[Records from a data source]
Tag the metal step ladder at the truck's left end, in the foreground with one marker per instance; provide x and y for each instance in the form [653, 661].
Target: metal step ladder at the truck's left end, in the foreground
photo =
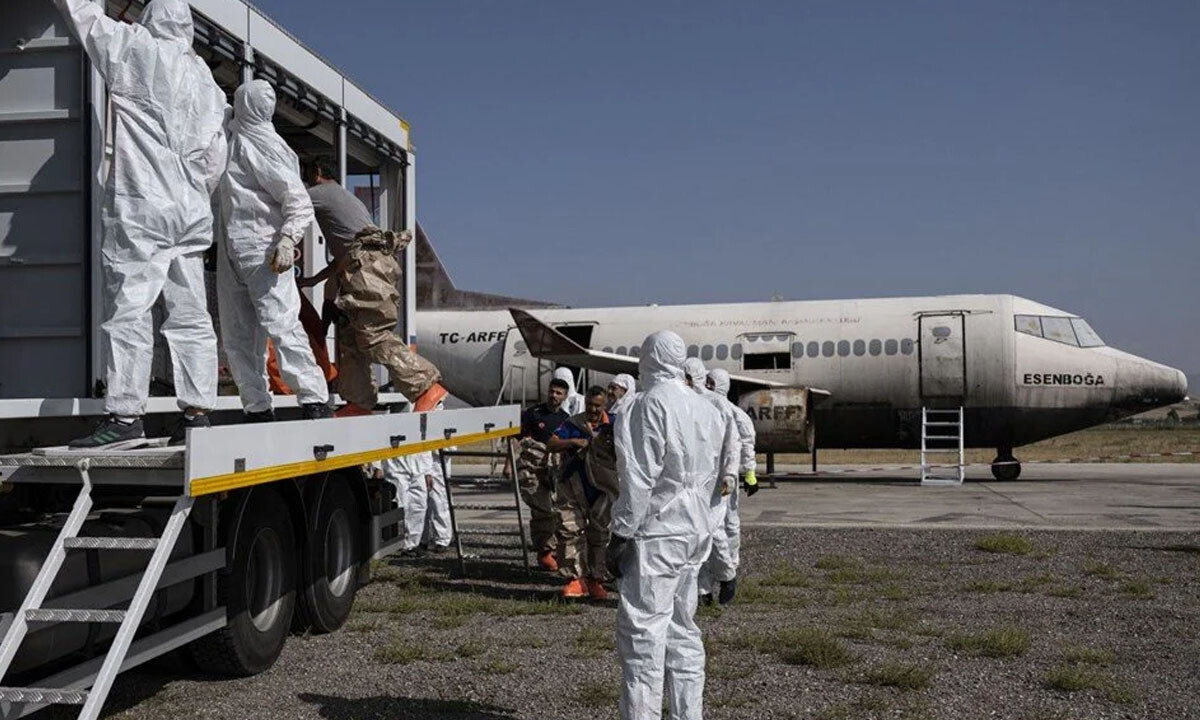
[32, 610]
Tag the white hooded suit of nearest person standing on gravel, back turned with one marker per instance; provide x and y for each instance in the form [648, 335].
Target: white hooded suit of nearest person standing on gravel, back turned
[668, 458]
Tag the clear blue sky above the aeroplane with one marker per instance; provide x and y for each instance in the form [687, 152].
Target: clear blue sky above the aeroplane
[689, 152]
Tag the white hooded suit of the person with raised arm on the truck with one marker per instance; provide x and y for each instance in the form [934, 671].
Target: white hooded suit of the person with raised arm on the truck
[169, 152]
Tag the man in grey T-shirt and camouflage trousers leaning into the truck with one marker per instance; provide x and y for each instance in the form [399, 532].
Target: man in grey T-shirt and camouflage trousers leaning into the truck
[363, 286]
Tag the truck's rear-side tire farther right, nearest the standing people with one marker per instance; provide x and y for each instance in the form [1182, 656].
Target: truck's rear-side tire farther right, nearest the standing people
[331, 567]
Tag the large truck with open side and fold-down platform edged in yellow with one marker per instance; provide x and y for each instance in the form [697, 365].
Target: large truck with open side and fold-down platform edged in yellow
[221, 548]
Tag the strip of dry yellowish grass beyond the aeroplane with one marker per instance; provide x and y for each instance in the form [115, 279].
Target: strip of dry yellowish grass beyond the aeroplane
[1101, 442]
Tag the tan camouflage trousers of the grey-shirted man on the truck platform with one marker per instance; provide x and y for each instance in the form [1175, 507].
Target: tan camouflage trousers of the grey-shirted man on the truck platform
[369, 310]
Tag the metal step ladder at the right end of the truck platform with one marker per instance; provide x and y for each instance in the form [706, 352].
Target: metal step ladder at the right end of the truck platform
[471, 543]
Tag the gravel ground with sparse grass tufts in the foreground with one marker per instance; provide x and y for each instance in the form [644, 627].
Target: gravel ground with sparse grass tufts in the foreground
[832, 625]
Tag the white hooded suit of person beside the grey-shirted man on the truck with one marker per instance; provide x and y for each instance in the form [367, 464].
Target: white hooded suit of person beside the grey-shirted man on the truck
[263, 205]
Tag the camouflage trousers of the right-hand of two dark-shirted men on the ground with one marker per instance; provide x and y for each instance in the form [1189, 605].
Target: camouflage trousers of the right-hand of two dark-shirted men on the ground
[583, 531]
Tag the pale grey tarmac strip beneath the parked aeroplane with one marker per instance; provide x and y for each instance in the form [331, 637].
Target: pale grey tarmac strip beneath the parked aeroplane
[1093, 497]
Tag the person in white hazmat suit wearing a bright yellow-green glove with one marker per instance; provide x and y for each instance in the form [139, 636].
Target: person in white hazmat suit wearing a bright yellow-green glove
[719, 574]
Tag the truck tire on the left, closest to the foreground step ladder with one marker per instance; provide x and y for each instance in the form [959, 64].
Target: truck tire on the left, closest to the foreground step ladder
[257, 590]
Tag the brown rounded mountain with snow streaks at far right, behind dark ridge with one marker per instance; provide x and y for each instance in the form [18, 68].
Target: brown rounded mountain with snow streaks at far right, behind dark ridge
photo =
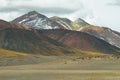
[103, 33]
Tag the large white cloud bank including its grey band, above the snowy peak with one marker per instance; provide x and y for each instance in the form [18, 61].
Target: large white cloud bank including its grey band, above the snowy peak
[47, 7]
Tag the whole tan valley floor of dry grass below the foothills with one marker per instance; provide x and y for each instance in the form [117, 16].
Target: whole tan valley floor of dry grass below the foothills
[65, 69]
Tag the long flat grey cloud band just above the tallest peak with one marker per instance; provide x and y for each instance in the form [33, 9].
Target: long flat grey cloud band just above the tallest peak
[24, 9]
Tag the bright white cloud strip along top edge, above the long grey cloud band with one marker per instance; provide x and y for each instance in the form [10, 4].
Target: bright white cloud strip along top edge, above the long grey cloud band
[46, 3]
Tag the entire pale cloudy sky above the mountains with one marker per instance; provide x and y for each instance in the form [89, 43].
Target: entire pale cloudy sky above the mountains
[97, 12]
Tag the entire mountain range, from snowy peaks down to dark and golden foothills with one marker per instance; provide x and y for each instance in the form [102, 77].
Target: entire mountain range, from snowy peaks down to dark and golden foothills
[36, 34]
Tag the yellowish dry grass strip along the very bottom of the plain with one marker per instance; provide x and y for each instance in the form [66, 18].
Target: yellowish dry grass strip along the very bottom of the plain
[59, 75]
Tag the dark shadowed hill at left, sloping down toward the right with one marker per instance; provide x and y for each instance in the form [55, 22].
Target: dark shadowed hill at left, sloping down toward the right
[29, 41]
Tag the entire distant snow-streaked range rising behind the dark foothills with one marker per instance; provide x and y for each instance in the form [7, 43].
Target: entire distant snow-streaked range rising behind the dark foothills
[36, 20]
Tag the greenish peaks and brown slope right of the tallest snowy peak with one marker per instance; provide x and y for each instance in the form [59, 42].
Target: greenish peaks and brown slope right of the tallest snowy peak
[106, 34]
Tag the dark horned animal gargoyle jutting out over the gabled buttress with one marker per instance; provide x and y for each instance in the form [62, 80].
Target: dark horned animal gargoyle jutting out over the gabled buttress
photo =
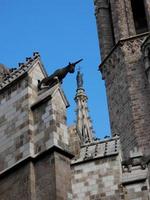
[57, 76]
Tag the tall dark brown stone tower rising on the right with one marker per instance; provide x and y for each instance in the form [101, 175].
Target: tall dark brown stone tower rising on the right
[123, 29]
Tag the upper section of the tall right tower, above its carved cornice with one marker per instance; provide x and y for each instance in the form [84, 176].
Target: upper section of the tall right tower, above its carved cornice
[120, 19]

Work instructions: Pick out every line above that holds the word "animal" and copy it.

Response for this exercise:
Tag the dark horned animal gargoyle jutting out over the gabled buttress with one marker per instance; provide x and y for each instance in the form [62, 80].
Target: dark horned animal gargoyle jutting out over the gabled buttress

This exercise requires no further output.